What you should do -> How many of the lines in the material underneath include the string "vest"? State the number only.
START Information supplied
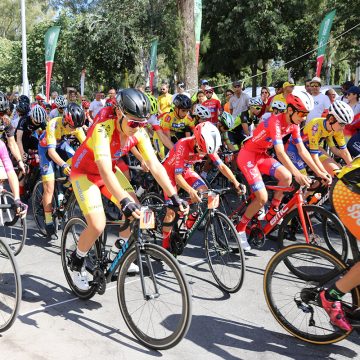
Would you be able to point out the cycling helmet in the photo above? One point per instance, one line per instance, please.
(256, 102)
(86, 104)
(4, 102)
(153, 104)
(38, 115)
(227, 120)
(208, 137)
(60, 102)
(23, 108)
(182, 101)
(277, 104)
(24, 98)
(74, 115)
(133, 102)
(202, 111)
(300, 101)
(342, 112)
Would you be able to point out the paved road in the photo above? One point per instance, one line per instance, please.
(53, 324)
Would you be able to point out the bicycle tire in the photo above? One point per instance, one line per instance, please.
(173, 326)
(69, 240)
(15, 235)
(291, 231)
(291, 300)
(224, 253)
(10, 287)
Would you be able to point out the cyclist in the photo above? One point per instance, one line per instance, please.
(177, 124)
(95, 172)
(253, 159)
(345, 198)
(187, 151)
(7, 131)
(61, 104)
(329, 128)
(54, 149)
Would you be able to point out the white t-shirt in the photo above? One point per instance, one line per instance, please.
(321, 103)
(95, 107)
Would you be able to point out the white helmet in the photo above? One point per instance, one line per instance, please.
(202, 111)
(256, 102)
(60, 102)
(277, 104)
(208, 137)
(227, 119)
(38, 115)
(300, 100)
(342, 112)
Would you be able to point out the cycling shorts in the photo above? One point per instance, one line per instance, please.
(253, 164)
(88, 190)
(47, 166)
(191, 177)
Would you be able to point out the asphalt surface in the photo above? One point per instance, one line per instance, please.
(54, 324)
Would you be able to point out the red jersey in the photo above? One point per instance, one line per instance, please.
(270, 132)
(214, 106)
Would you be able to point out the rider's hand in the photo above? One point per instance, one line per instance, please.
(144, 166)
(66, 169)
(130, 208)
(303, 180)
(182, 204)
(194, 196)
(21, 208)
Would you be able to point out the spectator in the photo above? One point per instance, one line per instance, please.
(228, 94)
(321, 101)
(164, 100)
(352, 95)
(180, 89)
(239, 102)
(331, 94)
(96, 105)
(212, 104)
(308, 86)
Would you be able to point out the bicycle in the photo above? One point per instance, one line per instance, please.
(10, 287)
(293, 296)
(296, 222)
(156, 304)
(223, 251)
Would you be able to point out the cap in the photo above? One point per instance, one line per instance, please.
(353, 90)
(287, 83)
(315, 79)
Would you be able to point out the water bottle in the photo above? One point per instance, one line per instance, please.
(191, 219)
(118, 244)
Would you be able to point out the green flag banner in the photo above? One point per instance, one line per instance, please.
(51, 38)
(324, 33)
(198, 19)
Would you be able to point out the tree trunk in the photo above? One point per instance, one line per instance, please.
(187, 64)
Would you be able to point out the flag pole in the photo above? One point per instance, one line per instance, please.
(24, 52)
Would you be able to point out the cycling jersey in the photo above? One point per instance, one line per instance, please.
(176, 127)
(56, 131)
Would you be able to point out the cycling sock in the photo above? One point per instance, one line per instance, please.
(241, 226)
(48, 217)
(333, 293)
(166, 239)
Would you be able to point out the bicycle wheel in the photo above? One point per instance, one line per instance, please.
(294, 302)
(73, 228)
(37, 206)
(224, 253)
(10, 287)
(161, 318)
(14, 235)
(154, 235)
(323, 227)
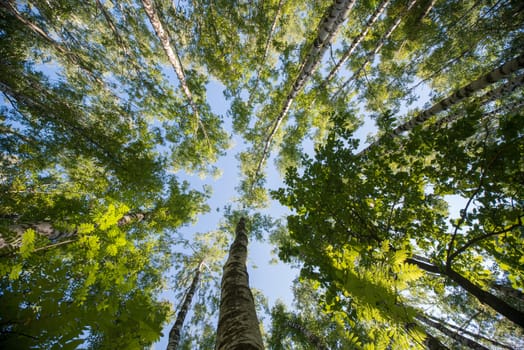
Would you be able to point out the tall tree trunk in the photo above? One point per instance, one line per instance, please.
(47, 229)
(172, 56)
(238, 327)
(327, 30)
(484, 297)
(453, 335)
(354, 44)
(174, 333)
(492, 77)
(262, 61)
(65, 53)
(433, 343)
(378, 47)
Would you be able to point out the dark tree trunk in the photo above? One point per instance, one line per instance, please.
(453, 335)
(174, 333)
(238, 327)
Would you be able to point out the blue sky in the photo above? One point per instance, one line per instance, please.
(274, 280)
END Information supplied
START Information supplied
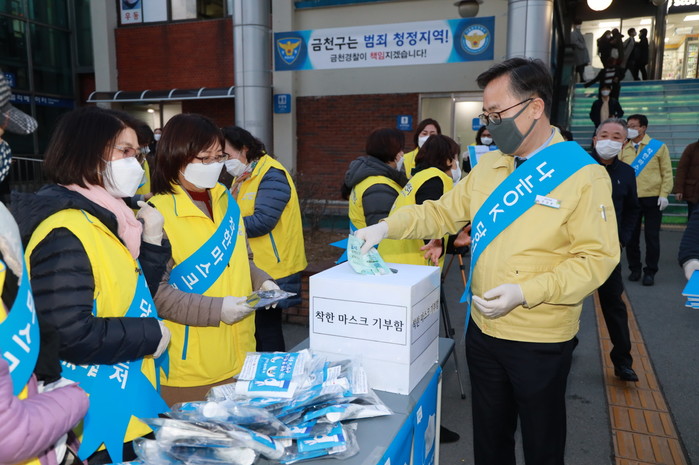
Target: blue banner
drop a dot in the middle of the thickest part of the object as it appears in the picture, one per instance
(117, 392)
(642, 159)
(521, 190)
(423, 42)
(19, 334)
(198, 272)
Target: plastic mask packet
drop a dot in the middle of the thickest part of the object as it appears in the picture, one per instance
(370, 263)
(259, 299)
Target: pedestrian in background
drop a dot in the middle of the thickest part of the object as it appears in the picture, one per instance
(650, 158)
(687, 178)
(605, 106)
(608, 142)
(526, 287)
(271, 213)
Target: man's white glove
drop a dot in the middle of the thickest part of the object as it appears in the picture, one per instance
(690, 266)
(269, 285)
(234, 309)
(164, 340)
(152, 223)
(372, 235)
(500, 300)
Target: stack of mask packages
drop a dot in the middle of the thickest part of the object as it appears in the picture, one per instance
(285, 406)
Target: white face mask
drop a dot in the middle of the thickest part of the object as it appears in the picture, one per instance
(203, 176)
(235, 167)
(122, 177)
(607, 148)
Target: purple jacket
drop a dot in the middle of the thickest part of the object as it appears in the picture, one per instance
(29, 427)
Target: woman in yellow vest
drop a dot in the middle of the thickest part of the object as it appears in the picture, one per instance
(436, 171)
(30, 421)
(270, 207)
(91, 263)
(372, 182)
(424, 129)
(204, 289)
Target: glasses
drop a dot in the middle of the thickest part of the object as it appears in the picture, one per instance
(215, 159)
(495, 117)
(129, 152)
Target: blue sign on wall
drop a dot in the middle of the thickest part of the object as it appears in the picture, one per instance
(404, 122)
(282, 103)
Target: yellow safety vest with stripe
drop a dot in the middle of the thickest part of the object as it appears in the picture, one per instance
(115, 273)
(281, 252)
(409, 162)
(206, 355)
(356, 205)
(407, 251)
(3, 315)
END Information supplied
START Information supplied
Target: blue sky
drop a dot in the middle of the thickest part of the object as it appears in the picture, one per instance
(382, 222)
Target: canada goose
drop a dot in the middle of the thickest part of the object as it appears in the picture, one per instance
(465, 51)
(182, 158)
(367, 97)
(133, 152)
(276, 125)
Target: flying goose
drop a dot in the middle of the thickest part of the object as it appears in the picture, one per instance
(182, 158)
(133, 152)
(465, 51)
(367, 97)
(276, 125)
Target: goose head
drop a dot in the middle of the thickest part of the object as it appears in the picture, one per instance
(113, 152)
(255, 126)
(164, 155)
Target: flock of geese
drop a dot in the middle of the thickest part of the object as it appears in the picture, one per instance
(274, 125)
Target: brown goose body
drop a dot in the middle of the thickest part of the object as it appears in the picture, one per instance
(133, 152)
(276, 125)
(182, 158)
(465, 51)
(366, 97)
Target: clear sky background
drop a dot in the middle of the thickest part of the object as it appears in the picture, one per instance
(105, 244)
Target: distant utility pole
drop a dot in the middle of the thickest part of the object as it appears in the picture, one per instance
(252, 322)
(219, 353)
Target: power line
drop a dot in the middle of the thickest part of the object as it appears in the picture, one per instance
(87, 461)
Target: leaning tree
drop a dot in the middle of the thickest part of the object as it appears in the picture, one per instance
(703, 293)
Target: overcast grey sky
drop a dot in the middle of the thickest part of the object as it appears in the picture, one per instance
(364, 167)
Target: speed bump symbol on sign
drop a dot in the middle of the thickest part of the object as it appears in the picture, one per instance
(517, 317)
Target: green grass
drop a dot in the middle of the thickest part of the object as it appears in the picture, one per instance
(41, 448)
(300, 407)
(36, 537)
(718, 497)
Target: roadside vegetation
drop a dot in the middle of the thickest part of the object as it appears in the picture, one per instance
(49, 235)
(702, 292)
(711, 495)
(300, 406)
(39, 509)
END Information supplied
Response to the exercise -> 2